_Exercise brief:_ Select and copy every line of the records below that contains the word "railing". Case counts.

_Exercise materials:_

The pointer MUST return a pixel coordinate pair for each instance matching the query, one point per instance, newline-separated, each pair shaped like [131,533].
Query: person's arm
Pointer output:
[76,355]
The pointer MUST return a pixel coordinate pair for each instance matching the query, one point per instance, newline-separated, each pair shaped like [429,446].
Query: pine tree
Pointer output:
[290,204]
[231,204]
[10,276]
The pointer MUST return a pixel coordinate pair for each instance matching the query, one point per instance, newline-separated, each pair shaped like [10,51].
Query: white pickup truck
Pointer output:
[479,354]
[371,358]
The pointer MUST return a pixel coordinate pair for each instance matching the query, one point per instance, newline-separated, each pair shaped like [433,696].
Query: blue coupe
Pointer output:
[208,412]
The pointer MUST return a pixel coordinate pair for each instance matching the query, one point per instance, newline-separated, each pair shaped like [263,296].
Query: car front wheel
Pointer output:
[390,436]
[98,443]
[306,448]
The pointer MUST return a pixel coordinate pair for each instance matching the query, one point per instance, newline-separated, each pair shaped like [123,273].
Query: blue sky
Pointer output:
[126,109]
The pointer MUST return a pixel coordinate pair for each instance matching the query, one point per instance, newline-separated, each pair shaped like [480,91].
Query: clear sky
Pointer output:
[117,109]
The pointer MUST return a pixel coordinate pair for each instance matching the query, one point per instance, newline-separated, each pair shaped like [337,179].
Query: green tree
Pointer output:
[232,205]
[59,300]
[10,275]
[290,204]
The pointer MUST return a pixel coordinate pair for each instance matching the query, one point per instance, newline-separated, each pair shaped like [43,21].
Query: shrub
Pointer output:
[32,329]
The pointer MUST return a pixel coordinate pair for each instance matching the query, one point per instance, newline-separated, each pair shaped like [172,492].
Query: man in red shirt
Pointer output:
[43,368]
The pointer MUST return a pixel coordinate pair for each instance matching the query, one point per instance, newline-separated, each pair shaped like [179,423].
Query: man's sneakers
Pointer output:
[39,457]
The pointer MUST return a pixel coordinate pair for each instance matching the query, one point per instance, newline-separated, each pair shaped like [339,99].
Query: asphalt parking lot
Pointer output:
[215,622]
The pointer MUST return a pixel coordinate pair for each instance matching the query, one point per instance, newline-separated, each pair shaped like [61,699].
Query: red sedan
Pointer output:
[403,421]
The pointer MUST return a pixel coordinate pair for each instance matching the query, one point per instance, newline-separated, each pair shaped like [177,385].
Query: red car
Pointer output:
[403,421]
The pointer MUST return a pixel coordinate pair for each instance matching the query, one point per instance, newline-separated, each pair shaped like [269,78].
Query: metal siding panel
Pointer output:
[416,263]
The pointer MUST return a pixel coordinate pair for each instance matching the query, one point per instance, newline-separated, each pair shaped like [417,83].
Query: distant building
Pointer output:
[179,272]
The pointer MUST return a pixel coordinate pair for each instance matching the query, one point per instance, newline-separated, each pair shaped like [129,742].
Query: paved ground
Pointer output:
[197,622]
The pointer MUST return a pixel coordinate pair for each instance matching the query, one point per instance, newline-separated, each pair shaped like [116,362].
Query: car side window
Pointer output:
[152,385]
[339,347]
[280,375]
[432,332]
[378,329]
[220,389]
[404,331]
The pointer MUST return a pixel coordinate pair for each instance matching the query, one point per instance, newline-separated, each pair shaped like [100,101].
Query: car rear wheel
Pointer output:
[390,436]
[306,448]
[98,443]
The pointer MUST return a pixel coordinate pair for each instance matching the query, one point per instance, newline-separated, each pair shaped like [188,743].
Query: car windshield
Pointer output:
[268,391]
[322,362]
==
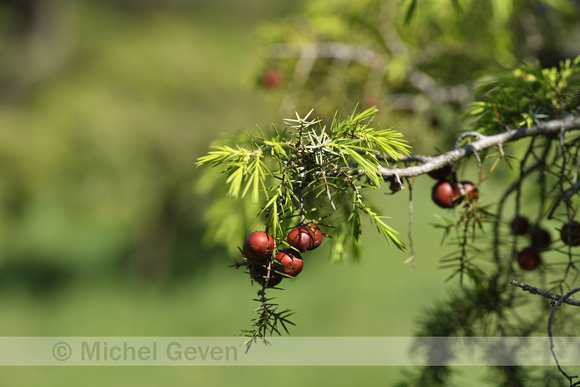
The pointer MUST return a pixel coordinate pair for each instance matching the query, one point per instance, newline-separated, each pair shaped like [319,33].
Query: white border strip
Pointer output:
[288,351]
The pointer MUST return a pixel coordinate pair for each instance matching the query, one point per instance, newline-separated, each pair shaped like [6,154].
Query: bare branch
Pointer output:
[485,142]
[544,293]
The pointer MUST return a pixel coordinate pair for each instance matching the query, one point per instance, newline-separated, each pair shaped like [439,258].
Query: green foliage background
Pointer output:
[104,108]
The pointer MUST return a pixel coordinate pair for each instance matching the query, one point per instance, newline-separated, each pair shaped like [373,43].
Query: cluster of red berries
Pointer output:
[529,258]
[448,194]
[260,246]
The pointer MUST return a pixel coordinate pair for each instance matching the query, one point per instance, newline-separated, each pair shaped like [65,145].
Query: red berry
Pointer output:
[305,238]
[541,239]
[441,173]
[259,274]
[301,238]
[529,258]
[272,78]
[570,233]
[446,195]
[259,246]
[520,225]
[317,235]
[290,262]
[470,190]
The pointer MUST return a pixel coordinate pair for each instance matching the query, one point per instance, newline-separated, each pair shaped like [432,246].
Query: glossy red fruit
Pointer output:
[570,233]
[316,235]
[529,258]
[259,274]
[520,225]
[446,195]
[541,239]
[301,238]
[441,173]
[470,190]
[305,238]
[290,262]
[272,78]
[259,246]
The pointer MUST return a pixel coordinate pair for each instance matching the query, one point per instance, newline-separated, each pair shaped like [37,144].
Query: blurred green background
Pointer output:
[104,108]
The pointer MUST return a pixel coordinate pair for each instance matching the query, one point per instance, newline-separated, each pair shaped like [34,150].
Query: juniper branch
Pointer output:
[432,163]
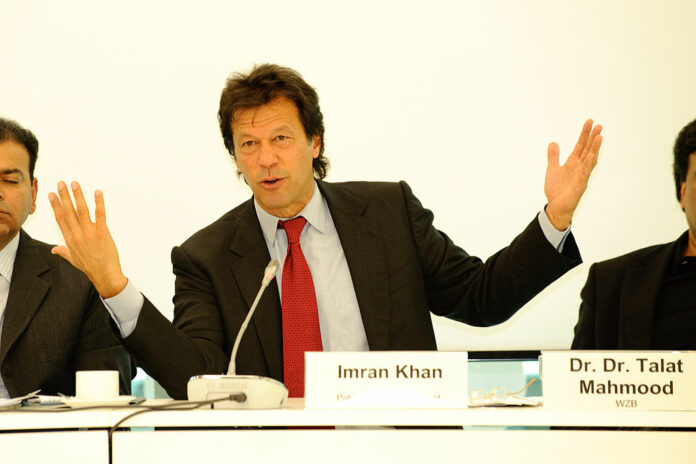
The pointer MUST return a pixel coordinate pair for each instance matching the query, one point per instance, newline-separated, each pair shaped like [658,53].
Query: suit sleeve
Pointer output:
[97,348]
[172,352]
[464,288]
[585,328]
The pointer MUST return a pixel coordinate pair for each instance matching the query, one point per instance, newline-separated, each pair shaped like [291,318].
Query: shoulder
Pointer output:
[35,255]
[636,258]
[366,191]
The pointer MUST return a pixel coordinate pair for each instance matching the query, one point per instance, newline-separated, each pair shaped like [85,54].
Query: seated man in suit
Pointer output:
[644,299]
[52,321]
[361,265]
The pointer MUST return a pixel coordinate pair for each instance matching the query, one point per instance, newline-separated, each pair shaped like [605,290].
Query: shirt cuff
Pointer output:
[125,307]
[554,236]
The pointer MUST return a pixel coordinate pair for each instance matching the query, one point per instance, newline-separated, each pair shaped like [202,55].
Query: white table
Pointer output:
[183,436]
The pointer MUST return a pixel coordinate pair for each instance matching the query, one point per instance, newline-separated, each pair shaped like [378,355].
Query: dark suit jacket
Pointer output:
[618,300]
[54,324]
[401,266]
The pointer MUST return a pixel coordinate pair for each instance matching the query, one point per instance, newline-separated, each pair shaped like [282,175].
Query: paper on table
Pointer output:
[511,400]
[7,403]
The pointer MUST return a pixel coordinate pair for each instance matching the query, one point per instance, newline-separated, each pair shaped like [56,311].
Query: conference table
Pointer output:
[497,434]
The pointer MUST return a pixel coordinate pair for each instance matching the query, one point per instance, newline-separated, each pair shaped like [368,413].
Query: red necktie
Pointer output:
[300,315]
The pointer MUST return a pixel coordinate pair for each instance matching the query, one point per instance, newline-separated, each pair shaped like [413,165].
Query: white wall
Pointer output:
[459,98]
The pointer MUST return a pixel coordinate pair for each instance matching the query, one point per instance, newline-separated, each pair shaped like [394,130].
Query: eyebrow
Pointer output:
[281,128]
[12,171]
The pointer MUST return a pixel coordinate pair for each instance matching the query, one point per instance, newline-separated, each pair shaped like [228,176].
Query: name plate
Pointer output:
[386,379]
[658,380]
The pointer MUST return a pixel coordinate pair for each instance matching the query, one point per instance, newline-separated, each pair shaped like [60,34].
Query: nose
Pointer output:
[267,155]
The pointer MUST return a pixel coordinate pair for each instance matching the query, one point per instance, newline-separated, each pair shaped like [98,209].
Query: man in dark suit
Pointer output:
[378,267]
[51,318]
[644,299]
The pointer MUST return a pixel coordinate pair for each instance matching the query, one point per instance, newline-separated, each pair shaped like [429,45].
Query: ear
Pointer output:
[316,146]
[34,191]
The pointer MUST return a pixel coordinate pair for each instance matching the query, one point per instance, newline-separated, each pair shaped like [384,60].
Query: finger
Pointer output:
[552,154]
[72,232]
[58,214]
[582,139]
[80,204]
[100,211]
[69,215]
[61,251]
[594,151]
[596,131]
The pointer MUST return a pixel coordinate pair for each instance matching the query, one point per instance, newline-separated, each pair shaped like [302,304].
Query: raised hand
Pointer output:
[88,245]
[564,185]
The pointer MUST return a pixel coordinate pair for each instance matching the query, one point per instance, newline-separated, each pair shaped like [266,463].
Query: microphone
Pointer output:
--
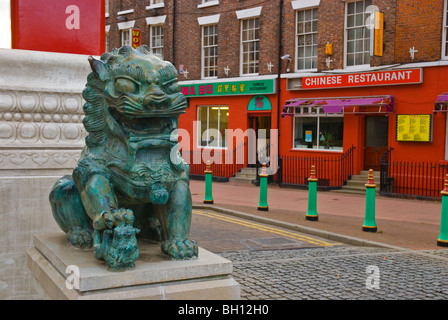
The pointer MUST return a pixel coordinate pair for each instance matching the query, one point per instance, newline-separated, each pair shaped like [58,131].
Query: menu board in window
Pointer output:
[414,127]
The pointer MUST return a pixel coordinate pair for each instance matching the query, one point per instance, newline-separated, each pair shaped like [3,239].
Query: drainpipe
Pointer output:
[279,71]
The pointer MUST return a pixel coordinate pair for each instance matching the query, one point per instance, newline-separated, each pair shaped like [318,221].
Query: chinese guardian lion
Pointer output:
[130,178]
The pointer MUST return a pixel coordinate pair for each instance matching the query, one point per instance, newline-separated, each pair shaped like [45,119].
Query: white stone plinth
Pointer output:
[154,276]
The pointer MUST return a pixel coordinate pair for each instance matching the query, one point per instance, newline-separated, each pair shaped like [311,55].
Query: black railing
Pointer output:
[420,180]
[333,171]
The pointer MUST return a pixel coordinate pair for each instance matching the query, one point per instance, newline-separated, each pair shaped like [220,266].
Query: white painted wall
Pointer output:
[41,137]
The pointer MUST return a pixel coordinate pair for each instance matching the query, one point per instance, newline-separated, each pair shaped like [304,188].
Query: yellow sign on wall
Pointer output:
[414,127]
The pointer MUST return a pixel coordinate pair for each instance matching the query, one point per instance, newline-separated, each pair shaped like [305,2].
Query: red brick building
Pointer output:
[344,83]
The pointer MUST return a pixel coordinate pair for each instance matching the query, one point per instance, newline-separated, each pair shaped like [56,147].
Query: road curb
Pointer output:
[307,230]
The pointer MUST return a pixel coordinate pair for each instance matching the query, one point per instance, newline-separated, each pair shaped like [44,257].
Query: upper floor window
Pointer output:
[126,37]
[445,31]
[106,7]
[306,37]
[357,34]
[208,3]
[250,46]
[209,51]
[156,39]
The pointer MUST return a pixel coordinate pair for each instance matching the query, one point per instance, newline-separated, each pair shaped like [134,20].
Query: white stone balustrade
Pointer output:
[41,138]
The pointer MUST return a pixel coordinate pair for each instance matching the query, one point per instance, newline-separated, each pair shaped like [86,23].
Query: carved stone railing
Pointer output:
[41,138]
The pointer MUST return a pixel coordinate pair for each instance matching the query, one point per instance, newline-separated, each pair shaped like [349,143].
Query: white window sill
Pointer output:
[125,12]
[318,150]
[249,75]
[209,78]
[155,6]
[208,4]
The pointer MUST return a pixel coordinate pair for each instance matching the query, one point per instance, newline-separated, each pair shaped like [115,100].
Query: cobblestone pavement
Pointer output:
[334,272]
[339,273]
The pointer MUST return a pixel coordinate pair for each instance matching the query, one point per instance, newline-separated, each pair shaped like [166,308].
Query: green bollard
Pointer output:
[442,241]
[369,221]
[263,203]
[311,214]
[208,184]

_Solution:_
Query: black railing
Query: carved stone railing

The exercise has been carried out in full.